■ Required work: The whole listing is to be transcribed exactly as it stands.

■ Provided entries:
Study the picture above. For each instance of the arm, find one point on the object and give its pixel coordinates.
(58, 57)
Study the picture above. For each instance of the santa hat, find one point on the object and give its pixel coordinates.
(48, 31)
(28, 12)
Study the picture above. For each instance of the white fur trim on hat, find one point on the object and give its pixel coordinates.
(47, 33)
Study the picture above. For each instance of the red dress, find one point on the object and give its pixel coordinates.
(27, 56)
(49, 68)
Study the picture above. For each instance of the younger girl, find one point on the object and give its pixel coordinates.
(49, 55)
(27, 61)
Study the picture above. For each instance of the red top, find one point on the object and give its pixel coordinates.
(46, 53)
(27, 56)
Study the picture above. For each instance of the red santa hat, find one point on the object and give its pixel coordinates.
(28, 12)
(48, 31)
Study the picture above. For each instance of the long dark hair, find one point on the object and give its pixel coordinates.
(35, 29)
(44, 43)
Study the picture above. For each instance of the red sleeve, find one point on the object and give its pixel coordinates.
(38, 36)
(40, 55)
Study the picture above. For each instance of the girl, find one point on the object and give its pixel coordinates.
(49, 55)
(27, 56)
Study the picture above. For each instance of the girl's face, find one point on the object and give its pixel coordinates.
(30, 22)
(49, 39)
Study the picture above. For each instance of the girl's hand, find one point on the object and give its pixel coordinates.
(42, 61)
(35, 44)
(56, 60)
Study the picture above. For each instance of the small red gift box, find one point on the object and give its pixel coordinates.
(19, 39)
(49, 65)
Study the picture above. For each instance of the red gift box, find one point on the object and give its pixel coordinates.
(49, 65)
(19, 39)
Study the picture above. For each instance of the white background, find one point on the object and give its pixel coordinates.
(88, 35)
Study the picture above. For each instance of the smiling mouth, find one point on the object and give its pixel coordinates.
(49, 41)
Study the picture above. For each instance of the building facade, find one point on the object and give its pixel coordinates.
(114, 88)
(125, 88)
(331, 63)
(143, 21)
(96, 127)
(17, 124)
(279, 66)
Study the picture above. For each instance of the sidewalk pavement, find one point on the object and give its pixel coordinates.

■ Task output:
Study the picture above. For each instance of the arm, find one point on the object and give its pixel coordinates.
(58, 57)
Study the picture above. For each instance of the santa hat, find one point on the object and give its pixel coordinates.
(48, 31)
(28, 12)
Study the picture above. For each instance of the white fur trim on hat, find one point on the object and give its pixel coordinates.
(47, 33)
Study the picture above. For each instance of the red dress, find one point on the object and give its pixel coordinates.
(27, 56)
(49, 68)
Study the picture above. For each instance of the younger girl, find one point on the object and give its pixel coordinates.
(49, 55)
(27, 61)
Study the picture above. For each instance of the red top, find one point on the object and give its pixel coordinates.
(46, 53)
(27, 56)
Study the picture above. For each instance of the red santa hat, find one point on the object and give its pixel coordinates.
(28, 12)
(48, 31)
Study the picture above. For each instance of the long dark hair, find one point on the object and give its pixel coordinates.
(35, 29)
(44, 43)
Study the picture above. For each instance of the red sleeve, find one point on the object and give its pixel coordinates.
(38, 36)
(40, 55)
Study the picture above. For each instance of the girl, find one point on the object and give its pixel coordinates.
(49, 55)
(27, 56)
Study the picture above. For each instance of the girl's face, find one point on the object and give its pixel coordinates.
(30, 22)
(49, 39)
Study the picture above. For each instance of the girl's hand, find one point on the object and give its pixel coordinates.
(42, 61)
(35, 44)
(56, 60)
Study the picture above. For each instance of the small red gift box, find one point on the object and give its pixel coordinates.
(19, 39)
(49, 65)
Study the picture above. For each instance of the red gift box, find one point on the object and give its pixel coordinates.
(49, 65)
(19, 39)
Study the picture above. For each instance of the white background, find one point on the object and give its pixel coordinates.
(88, 35)
Study the picture above. For each instance of the smiling mouth, find one point on the object and give its pixel coordinates.
(49, 41)
Study the picture above. For each instance of the building facade, find one point on the object and give its pixel coordinates.
(114, 88)
(125, 88)
(331, 63)
(143, 21)
(96, 127)
(17, 124)
(279, 66)
Study the picture above. For each instance of the sidewalk pavement, find one point on the object and give its pixel coordinates.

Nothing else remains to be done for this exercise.